◆ **TEXT EXCERPT**
What we can conclude is that for those looking to compound their invested capital steadily, with low risk, and without too much of a hassle, buying an S&P500 or all-world ETF is probably best. Historically, these benchmarks deliver high-single-digit to low double-digit returns (roughly between 8-10%), which is nothing short of solid. Inflation-adjusted, you are looking at compounded returns of 6-8% annually. For most, this should be able to help you reach your long-term financial goals without taking much risk.
Just buy, add over time, and don’t look back.
Personally, I like to combine both ETFs and stocks in the portfolios I manage, getting the best of both worlds. I tend to go with an all-world or S&P500 ETF as the basis of my portfolio to create a foundation for an in-line performance and to lower volatility, and like to add some ETFs focusing on specific markets or sectors for which I see a bright future (I very much like Healthcare and Semiconductors today), which ideally boost my returns but still manage risk.
Finally, I tend to hold several high conviction, higher risk, but also higher return stocks to top it off. These are always profitable and very high-quality stocks with great business models, a (future) leadership position, and terrific management.
For me, this offers an outstanding balance between risk and reward while not being overly time-consuming. Most importantly, the strategy has allowed me to outperform the S&P500, generally viewed as the one to beat, for four straight years.
I am not claiming this strategy is right for everyone, but it has worked perfectly for me.

(Excerpts of bounding box data)
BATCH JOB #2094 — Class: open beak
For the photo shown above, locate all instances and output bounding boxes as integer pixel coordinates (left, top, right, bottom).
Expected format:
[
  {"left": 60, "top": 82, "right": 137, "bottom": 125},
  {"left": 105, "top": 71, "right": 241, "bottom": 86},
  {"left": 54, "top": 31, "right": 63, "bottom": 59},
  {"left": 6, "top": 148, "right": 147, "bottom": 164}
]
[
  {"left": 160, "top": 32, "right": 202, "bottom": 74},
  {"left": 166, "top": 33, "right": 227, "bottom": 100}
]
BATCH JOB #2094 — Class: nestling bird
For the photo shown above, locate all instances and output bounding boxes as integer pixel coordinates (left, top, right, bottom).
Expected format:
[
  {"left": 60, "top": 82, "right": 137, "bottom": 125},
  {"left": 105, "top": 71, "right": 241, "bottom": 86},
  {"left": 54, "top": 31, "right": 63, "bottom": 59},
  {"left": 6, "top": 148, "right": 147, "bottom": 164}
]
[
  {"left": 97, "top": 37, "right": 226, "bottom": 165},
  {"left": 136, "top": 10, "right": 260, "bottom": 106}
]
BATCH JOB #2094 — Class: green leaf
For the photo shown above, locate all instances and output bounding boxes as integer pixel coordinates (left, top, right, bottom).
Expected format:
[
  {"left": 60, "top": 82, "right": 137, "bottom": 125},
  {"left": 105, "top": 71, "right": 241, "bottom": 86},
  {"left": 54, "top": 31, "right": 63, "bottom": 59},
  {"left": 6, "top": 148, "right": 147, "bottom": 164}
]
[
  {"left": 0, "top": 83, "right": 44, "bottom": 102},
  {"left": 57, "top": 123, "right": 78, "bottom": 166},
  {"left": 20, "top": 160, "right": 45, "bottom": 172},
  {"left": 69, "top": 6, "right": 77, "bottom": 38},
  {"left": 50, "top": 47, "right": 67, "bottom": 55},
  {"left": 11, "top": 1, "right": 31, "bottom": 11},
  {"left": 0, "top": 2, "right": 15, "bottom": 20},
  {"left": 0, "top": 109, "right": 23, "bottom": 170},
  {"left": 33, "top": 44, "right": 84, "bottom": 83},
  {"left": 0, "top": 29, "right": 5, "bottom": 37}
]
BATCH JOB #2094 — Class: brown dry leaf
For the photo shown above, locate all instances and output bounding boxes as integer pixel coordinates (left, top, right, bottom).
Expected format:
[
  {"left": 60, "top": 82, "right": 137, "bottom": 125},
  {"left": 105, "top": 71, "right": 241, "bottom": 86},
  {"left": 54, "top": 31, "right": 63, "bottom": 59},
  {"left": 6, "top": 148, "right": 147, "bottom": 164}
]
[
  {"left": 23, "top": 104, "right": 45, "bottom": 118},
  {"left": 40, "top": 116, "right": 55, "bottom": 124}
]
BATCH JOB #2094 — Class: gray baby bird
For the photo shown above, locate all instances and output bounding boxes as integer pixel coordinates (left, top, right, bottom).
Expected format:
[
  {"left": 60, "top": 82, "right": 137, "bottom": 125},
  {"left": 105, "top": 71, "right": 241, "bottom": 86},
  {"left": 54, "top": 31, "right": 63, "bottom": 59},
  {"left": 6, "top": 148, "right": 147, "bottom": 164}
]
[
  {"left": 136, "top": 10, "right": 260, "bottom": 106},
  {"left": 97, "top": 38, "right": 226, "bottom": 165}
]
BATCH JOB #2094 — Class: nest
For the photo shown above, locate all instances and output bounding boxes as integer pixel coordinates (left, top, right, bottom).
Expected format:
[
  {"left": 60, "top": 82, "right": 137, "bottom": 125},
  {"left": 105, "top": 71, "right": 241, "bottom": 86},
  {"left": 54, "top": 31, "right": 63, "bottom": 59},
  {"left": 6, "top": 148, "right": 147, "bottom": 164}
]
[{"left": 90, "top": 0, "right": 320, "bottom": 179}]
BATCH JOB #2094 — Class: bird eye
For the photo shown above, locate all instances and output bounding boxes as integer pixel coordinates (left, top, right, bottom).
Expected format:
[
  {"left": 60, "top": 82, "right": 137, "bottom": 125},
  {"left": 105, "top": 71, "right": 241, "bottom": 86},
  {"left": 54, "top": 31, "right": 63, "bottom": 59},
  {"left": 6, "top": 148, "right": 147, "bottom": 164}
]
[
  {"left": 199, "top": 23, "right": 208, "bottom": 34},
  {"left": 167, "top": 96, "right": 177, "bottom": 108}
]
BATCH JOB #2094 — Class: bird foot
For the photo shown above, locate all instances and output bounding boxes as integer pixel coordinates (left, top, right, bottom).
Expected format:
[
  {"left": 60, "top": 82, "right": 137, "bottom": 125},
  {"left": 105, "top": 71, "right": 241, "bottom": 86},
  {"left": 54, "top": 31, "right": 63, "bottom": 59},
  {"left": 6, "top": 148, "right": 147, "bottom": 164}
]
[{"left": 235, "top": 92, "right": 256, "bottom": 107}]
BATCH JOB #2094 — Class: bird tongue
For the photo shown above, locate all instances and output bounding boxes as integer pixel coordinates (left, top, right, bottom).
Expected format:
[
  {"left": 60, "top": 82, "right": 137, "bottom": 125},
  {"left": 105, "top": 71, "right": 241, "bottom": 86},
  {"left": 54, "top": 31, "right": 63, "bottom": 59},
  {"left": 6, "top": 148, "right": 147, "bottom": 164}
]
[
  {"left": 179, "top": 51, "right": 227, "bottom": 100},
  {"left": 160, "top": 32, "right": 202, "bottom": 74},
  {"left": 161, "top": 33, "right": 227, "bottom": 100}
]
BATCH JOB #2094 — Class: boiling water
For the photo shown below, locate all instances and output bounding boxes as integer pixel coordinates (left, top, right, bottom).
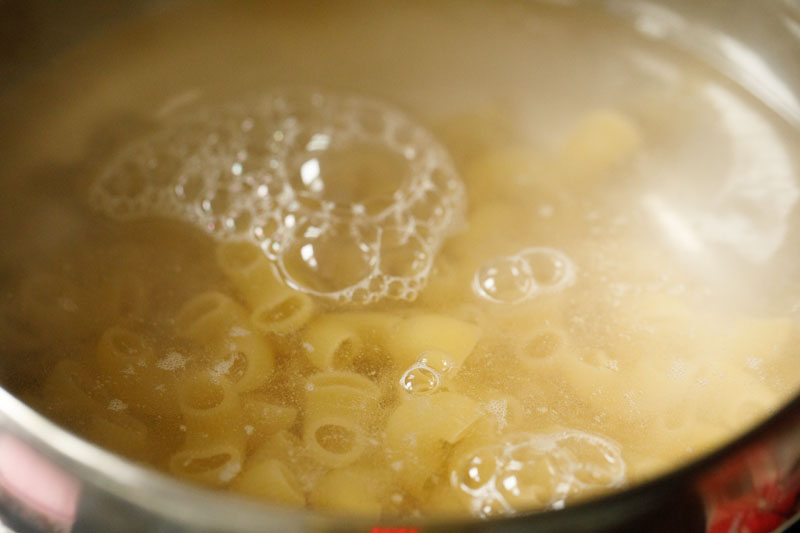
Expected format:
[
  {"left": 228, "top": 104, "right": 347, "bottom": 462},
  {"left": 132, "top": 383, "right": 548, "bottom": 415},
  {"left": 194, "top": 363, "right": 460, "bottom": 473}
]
[{"left": 0, "top": 2, "right": 800, "bottom": 517}]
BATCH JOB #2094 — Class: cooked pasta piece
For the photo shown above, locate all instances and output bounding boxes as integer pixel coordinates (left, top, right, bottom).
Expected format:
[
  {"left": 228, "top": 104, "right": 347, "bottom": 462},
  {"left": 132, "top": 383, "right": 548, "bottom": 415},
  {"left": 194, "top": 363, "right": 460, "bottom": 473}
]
[
  {"left": 303, "top": 315, "right": 363, "bottom": 370},
  {"left": 217, "top": 242, "right": 314, "bottom": 333},
  {"left": 230, "top": 458, "right": 306, "bottom": 507},
  {"left": 384, "top": 392, "right": 481, "bottom": 495},
  {"left": 169, "top": 372, "right": 246, "bottom": 486},
  {"left": 175, "top": 292, "right": 274, "bottom": 392},
  {"left": 388, "top": 314, "right": 482, "bottom": 369},
  {"left": 303, "top": 372, "right": 379, "bottom": 467},
  {"left": 561, "top": 110, "right": 642, "bottom": 185},
  {"left": 303, "top": 313, "right": 400, "bottom": 370}
]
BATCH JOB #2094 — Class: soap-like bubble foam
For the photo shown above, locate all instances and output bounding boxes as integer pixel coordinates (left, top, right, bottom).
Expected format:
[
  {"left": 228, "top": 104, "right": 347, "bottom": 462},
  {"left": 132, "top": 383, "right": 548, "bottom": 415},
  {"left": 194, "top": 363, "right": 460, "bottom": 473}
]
[
  {"left": 450, "top": 430, "right": 625, "bottom": 517},
  {"left": 472, "top": 246, "right": 575, "bottom": 304},
  {"left": 89, "top": 89, "right": 464, "bottom": 303}
]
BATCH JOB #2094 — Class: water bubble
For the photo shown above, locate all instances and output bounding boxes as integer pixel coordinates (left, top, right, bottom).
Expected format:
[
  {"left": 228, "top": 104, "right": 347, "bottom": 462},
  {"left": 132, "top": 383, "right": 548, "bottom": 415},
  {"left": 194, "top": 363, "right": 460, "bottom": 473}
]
[
  {"left": 518, "top": 246, "right": 575, "bottom": 291},
  {"left": 450, "top": 430, "right": 625, "bottom": 517},
  {"left": 472, "top": 256, "right": 535, "bottom": 304},
  {"left": 400, "top": 363, "right": 441, "bottom": 394},
  {"left": 472, "top": 246, "right": 575, "bottom": 304},
  {"left": 278, "top": 224, "right": 377, "bottom": 294}
]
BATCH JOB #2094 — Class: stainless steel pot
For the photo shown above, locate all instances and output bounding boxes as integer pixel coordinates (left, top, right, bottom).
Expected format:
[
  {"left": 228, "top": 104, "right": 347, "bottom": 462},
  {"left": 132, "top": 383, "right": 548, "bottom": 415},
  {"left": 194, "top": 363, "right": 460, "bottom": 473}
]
[{"left": 0, "top": 0, "right": 800, "bottom": 532}]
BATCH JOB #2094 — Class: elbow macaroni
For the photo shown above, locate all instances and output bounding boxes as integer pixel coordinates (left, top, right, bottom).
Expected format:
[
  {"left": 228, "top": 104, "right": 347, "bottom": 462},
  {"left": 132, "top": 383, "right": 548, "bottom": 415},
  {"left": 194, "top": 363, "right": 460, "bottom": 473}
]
[{"left": 217, "top": 242, "right": 314, "bottom": 333}]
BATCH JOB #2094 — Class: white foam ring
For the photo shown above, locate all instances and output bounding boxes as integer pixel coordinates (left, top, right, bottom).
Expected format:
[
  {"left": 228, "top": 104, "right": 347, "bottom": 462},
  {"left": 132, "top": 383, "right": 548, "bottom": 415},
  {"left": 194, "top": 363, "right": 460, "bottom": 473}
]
[{"left": 89, "top": 89, "right": 465, "bottom": 303}]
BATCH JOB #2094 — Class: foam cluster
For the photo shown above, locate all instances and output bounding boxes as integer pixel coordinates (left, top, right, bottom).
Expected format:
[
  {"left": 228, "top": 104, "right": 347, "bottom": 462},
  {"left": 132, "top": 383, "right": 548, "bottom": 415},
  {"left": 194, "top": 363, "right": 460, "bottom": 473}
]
[
  {"left": 89, "top": 89, "right": 465, "bottom": 303},
  {"left": 450, "top": 430, "right": 626, "bottom": 517}
]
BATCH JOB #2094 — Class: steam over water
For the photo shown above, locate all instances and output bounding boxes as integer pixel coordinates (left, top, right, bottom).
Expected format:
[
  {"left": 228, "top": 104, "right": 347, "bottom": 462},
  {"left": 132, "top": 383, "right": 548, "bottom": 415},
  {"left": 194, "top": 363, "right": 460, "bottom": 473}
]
[{"left": 0, "top": 0, "right": 800, "bottom": 520}]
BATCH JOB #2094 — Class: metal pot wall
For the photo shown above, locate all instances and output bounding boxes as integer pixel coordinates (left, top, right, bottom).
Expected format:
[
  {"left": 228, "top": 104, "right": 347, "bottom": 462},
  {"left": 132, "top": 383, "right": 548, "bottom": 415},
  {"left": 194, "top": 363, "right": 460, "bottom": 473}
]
[{"left": 0, "top": 0, "right": 800, "bottom": 532}]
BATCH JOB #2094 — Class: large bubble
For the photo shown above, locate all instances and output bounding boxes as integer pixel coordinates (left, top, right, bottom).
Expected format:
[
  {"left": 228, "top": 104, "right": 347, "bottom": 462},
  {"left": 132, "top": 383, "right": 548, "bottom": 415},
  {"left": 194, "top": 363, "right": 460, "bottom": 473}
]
[
  {"left": 472, "top": 246, "right": 575, "bottom": 304},
  {"left": 89, "top": 89, "right": 464, "bottom": 303},
  {"left": 450, "top": 430, "right": 626, "bottom": 517}
]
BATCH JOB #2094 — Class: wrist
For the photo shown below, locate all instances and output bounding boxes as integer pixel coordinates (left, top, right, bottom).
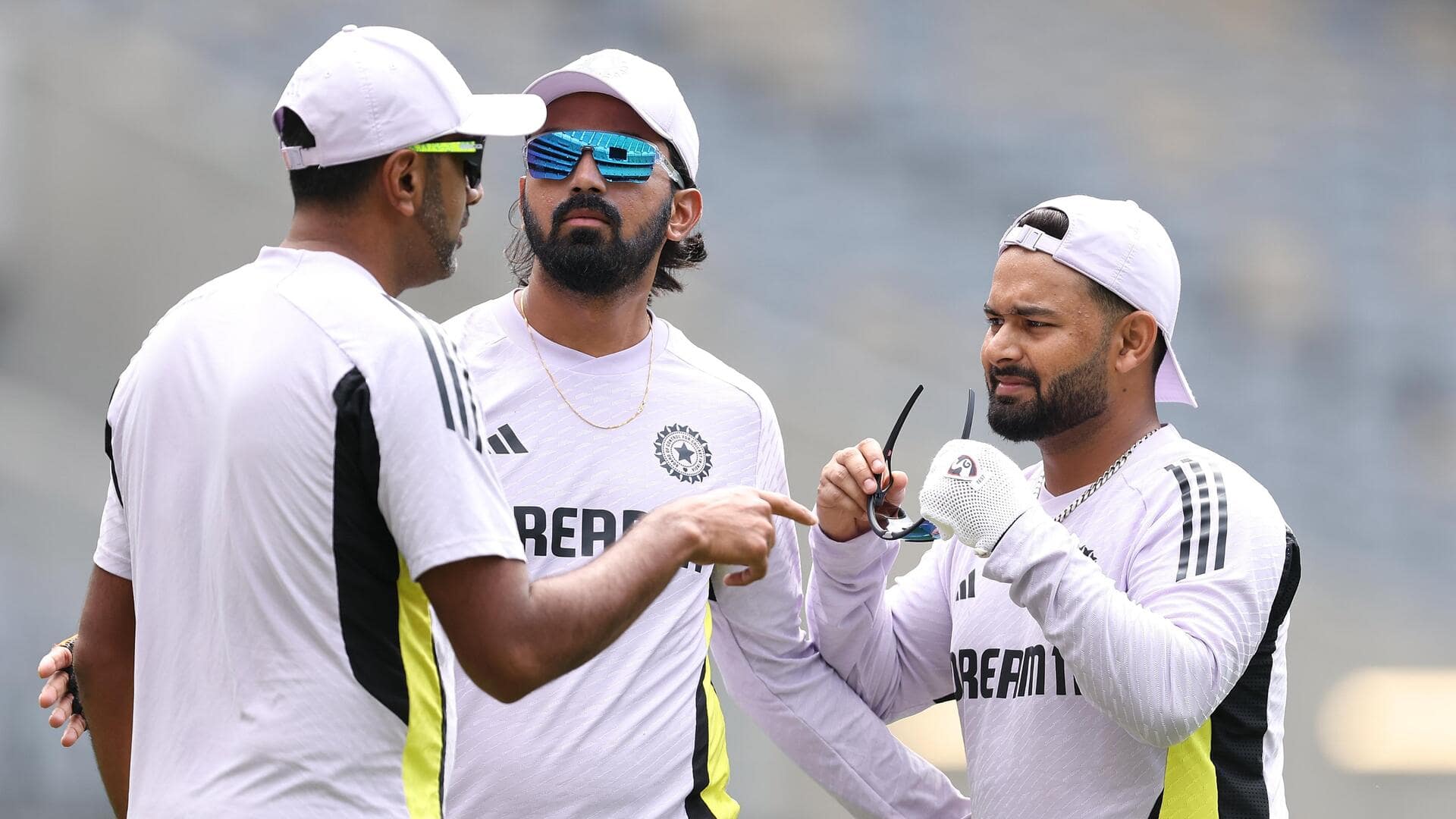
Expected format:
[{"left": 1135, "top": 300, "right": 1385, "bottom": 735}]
[
  {"left": 632, "top": 507, "right": 706, "bottom": 566},
  {"left": 810, "top": 526, "right": 900, "bottom": 583}
]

◆ **WHAT IS EXPECTED**
Write out the passage on ETF investing word for word, starting at "Finally, I tend" and ending at "perfectly for me.". Rely only on the passage on ETF investing.

◆ **EXERCISE ANSWER**
Finally, I tend to hold several high conviction, higher risk, but also higher return stocks to top it off. These are always profitable and very high-quality stocks with great business models, a (future) leadership position, and terrific management.
For me, this offers an outstanding balance between risk and reward while not being overly time-consuming. Most importantly, the strategy has allowed me to outperform the S&P500, generally viewed as the one to beat, for four straight years.
I am not claiming this strategy is right for everyone, but it has worked perfectly for me.